SOURCE DATA:
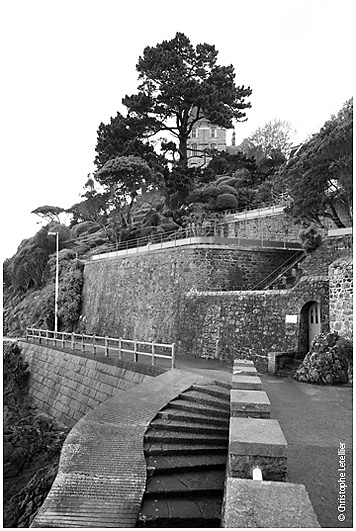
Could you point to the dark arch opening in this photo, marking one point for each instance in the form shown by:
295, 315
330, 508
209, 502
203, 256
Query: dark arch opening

WORK REQUIRED: Rewrite the rows above, replacing every occurrence of "dark arch opening" with "shadowed archway" and keeping everything else unchanged. Omit the pictures from your answer.

WRITTEN ANSWER:
Could you point to the shadowed archway in this photo, marking one point for each instance in the form shown by:
295, 315
330, 508
209, 502
203, 256
Query: shadowed archway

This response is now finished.